__Written exercise__. Could you return every line of the material below, character for character, with nothing altered?

__Data supplied__.
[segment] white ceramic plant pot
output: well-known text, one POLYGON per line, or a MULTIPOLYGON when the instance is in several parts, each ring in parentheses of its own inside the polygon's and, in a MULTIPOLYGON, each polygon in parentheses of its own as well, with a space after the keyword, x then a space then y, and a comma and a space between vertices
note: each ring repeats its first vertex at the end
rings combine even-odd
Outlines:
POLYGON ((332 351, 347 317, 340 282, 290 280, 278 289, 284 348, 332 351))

__Solved problem__.
[segment] white ceramic plant pot
output: well-known text, one POLYGON per line, or a MULTIPOLYGON when the instance is in several parts, each ring in parentheses of its own inside the polygon's and, in a MULTIPOLYGON, each polygon in parentheses of its own as well, with a space after the keyword, x then a space then y, and a comma and a space between vertices
note: each ring repeats its first vertex at the end
rings combine even-odd
Outlines:
POLYGON ((332 351, 347 317, 340 282, 290 280, 278 289, 284 348, 332 351))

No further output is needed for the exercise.